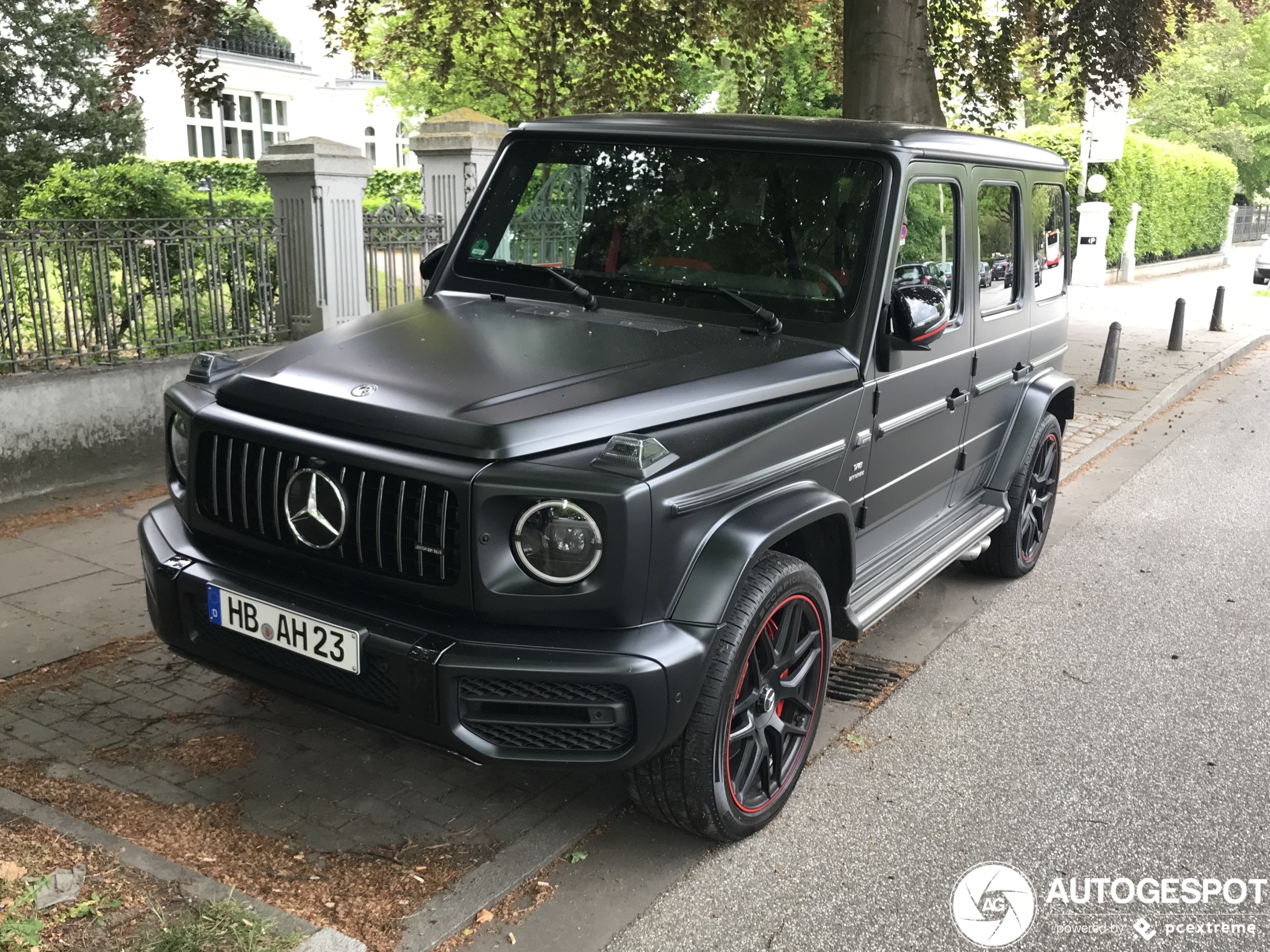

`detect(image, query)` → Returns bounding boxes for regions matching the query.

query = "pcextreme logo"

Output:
*-*-*
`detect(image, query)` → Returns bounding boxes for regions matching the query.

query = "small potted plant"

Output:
*-*-*
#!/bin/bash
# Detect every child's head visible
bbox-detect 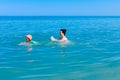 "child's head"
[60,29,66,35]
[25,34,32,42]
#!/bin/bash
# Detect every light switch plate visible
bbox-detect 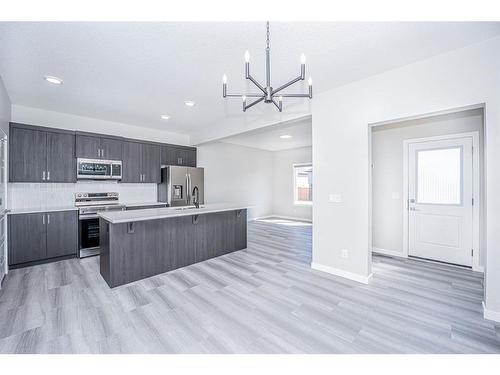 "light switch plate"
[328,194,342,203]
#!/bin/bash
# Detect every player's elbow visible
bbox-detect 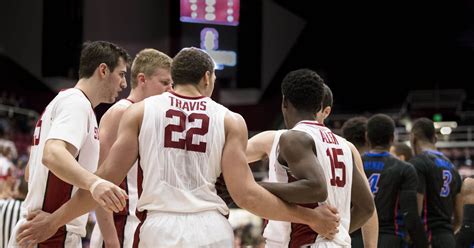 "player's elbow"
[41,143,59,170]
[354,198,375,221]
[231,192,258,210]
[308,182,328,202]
*-*-*
Task requirements - Show each line above that contains the word "every".

Problem solution -
# Detect every child's head visible
# Detect every light switch plate visible
# Detect every player's elbow visible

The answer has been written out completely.